-------- Trecho extraído --------
Num país que está
na lanterna dos rankings internacionais de educação, o Fisco dá as costas aos
brasileiros que querem investir mais na qualidade do ensino. Os gastos dos
brasileiros para manter um filho em colégio particular só podem ser descontados
em até R$ 3.230,46 no Imposto de Renda (IR) 2014, ano-base 2013. Em outros
países, os incentivos são bem maiores: o valor para dedução é o dobro nos EUA
(US$ 4 mil) e integral em vizinhos latino-americanos como Peru, Paraguai e
Venezuela, segundo levantamento exclusivo da consultoria EY (a antiga Ernst
& Young) em 20 países.
A pesquisa mostra
que a mesma lógica se aplica à dedução dos gastos com a educação do próprio
contribuinte, considerada fundamental para qualificar a mão de obra nacional e
aumentar a produtividade das empresas. O desconto no Brasil é de R$ 3.230,46.
Esse valor chega a ser 342% maior na Alemanha (US$ 7.679,98), já considerando
no cálculo a paridade de poder de compra (custo de vida) medido pela OCDE,
segundo as contas da EY. Seguindo a mesma regra, o valor da dedução no Brasil
equivale a US$ 1.735,94. No Reino Unido, a dedução autorizada pelo Fisco é
integral.
Segundo o gerente
sênior de Capital Humano da EY, Leandro Souza, alguns dos países mais bem
colocados no Pisa (a mais importante pesquisa internacional sobre educação)
oferecem incentivos maiores ao ensino pela dedução de despesas por dependente
ou do próprio contribuinte. É o caso da Alemanha, 16º lugar em Matemática, que
permite deduzir inclusive gastos com livros. O Brasil está aquém da média no
ranking: em Matemática, ocupa a 58ª posição entre 65 países da pesquisa. Na
área de Leitura, está em 55ª e, em Ciência, na 59ª posição.
– Os países
desenvolvidos, que têm um ensino público de muita qualidade, voltam seus
incentivos para o aperfeiçoamento profissional dos cidadãos, que é uma forma de
avançarem profissionalmente e ganharem mais, o que significará mais arrecadação
no futuro. É uma ideia interessante, mas não parece ser do interesse dos nossos
governantes – diz o gerente sênior de Tributos da EY.
Mesmo países
emergentes, contudo, estão na frente do Brasil. No México, os gastos por
dependentes podem ser reduzidos em até 24.500 pesos mexicanos (US$ 3.127,07
considerando a paridade de poder de compra), 80% mais do que no Brasil. E as
despesas com transporte escolar podem ser deduzidas. Na Índia, são cem mil
rúpias (US$ 4.783,55), 176% a mais do que no Brasil. Dos emergentes, somente na
estatizada China, 1ª colocada no Pisa, não é possível qualquer dedução de
despesas com educação.
-------- Informações fornecidas --------
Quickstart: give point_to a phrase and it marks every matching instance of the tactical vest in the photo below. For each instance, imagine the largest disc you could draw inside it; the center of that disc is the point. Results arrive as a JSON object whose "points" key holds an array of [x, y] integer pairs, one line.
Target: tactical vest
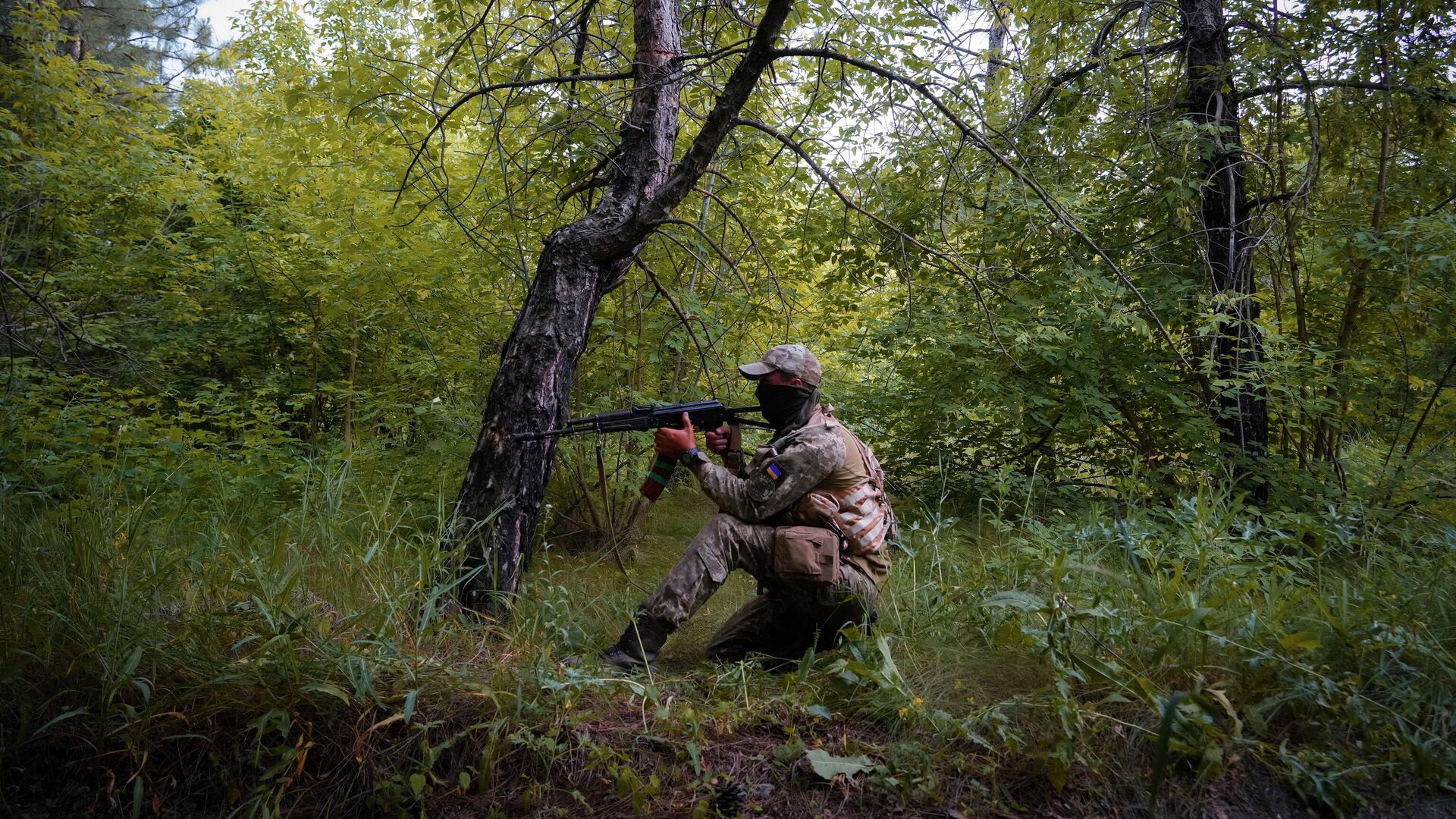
{"points": [[852, 502]]}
--------
◆ **Desafio A**:
De acordo com o texto sobre dedução de gastos com educação, que posição o Brasil ocupa em Matemática no Pisa?
◆ **Desafio B**:
Edite o trecho do texto sobre dedução de gastos com educação que vai de "Num país que" até "em 20 países.", trocando "colégio particular" por "escola privada".
◆ **Desafio C**:
Indique se cada afirmação abaixo está de acordo com o texto sobre dedução de gastos com educação, respondendo sim ou não e citando as palavras do texto que decidem a questão.
(i) Nos EUA, o valor para dedução é o dobro do brasileiro.
(ii) Na China, é possível deduzir despesas com transporte escolar.
(iii) Na Alemanha, é permitido deduzir gastos com livros.

◆ **Resposta completa A**:
O Brasil ocupa a 58ª posição entre 65 países.

◆ **Resposta completa B**:
Num país que está
na lanterna dos rankings internacionais de educação, o Fisco dá as costas aos
brasileiros que querem investir mais na qualidade do ensino. Os gastos dos
brasileiros para manter um filho em escola privada só podem ser descontados
em até R$ 3.230,46 no Imposto de Renda (IR) 2014, ano-base 2013. Em outros
países, os incentivos são bem maiores: o valor para dedução é o dobro nos EUA
(US$ 4 mil) e integral em vizinhos latino-americanos como Peru, Paraguai e
Venezuela, segundo levantamento exclusivo da consultoria EY (a antiga Ernst
& Young) em 20 países.

◆ **Resposta completa C**:
(i) Sim: "o valor para dedução é o dobro nos EUA (US$ 4 mil)".
(ii) Não: "somente na estatizada China, 1ª colocada no Pisa, não é possível qualquer dedução de despesas com educação".
(iii) Sim: "permite deduzir inclusive gastos com livros".